Poland Is Preparing to Change the Temporary Protection Model for Ukrainians: What the Transition from Crisis Measures to Systemic Rules Really Means
Time for Action analyzed the information widely circulating about upcoming changes to the rules governing the stay of Ukrainians in Poland. At the core of the discussion is not the sudden cancellation of rights or loss of status, but a gradual transition from an emergency, wartime support model to a unified European system of temporary protection. It is precisely this transition that generates the greatest fears, manipulations, and misinterpretations.
The starting point for these changes is the decision of the European Union to extend temporary protection for Ukrainians until March 2027. This means that at the EU level, the legality of stay is not in question, and member states, including Poland, have a legal framework for further action. At the same time, the EU does not oblige countries to maintain all crisis mechanisms in their original form. On the contrary, the logic of European policy is to integrate temporary protection into general migration law, rather than preserve it as a separate, exceptional construct for years.
It is within this context that Poland is considering changes to its approach. The key principle is not the cancellation of Ukrainians’ rights, but their unification with the rules applied to other foreigners who are under temporary protection. This means abandoning the division into “Ukrainians and everyone else” and moving toward a single, more predictable system.

- _INSTRUCTION_: In the text about Poland's temporary protection changes, until when has the European Union extended temporary protection for Ukrainians?

- _EXCERPTED DATA_:
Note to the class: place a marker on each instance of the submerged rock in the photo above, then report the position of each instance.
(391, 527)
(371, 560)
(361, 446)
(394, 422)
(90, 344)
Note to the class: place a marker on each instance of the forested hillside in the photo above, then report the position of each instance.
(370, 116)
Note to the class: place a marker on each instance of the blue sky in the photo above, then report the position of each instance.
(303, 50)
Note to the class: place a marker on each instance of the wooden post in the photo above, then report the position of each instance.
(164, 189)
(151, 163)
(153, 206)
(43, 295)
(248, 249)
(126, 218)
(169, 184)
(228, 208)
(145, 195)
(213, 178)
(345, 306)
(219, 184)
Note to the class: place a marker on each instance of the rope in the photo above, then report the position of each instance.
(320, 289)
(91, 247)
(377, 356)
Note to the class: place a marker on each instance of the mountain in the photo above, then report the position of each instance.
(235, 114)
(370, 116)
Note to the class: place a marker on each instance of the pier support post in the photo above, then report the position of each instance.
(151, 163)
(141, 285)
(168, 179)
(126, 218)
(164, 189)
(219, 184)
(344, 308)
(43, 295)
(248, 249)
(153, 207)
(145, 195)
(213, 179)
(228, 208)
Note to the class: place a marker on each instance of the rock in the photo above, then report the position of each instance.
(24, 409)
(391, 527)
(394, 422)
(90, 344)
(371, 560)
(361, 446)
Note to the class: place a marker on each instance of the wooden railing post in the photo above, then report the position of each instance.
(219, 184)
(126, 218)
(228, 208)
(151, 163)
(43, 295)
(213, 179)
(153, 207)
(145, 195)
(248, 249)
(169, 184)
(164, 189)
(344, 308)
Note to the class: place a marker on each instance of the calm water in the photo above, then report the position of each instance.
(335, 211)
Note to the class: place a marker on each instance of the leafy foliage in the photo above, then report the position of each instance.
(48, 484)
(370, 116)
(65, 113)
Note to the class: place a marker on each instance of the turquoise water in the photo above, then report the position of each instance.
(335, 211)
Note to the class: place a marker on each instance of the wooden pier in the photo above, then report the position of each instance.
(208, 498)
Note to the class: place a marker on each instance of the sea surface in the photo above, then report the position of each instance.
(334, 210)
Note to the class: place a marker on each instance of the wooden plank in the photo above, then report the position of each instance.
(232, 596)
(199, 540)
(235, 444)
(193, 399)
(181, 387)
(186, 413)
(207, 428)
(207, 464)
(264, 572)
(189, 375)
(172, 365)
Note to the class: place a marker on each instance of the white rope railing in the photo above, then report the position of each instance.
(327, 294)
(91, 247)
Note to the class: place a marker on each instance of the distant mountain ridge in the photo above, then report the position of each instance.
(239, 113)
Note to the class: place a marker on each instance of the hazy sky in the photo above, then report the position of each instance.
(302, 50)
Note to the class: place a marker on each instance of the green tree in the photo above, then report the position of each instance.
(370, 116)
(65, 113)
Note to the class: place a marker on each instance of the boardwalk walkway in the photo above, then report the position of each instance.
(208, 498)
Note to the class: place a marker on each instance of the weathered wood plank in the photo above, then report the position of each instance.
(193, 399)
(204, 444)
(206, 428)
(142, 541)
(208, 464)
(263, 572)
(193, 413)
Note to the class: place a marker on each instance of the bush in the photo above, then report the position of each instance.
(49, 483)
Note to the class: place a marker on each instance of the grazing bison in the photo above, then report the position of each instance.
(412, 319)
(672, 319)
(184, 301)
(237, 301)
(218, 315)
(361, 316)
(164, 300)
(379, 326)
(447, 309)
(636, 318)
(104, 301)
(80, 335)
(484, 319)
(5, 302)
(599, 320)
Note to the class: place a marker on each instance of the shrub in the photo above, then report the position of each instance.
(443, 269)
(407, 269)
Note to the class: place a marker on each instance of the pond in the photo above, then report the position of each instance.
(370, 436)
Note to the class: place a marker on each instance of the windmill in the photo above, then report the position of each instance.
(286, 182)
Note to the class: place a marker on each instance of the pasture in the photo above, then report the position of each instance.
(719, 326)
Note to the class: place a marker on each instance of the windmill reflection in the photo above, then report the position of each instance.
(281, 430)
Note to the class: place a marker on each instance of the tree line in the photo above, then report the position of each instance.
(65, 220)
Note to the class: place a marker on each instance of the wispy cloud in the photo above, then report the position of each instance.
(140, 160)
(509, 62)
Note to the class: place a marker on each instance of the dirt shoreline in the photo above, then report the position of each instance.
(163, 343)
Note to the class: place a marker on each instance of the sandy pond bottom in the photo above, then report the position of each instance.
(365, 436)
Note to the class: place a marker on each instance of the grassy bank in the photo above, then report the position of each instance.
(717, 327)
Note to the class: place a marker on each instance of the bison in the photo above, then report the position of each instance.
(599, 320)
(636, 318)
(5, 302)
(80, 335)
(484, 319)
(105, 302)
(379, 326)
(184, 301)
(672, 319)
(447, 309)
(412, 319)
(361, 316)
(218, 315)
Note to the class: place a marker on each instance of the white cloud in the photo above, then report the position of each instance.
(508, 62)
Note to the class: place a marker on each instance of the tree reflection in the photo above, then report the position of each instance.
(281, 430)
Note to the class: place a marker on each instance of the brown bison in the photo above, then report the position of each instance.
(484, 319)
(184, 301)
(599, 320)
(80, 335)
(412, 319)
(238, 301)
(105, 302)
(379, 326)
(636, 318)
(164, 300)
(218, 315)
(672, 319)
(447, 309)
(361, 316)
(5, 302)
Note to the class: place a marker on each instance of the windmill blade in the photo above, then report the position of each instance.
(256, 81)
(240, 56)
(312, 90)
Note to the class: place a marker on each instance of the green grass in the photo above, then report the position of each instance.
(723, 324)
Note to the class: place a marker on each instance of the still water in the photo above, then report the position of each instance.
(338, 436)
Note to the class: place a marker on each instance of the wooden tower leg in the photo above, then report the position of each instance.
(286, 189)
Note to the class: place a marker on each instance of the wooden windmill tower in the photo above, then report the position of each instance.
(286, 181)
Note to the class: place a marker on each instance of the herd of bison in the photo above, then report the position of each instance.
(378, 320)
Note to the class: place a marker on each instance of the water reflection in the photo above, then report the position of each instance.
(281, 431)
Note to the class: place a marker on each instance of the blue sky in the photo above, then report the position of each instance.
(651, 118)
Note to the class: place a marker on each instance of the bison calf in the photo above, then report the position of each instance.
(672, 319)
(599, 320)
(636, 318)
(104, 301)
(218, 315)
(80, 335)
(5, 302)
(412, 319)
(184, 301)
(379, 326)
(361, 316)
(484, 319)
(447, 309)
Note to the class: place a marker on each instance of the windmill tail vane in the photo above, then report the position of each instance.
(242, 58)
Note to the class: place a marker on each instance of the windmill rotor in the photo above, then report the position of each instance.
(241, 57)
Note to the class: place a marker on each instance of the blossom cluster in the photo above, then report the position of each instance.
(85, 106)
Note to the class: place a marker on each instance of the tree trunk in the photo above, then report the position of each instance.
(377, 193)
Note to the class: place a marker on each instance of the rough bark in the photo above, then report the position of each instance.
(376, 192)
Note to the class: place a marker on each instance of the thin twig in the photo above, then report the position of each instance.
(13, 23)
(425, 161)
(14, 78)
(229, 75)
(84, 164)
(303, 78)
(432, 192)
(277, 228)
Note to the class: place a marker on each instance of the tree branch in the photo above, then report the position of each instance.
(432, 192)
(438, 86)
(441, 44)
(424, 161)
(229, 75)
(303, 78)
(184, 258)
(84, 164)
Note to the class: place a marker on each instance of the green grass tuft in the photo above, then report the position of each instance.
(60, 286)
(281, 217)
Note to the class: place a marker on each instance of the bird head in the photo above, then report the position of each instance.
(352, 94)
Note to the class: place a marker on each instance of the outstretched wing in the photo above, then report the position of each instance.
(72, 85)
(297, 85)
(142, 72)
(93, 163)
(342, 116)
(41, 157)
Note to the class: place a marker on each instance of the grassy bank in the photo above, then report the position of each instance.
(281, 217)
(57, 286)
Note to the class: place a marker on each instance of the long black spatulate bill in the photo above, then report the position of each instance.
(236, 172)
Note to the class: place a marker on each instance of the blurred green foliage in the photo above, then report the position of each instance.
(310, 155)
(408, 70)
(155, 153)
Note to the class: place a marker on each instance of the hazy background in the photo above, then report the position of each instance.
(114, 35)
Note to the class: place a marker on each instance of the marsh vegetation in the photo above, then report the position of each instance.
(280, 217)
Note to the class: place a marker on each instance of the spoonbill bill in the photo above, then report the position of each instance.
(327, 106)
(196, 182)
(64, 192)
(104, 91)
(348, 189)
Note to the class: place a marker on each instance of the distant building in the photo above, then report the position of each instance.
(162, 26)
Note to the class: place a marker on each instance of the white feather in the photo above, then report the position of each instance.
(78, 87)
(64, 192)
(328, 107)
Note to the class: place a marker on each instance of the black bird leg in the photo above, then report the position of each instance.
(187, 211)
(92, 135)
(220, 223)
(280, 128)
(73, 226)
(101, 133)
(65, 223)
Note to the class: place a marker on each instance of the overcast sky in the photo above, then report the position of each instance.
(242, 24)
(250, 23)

- _REPLY_: Until March 2027.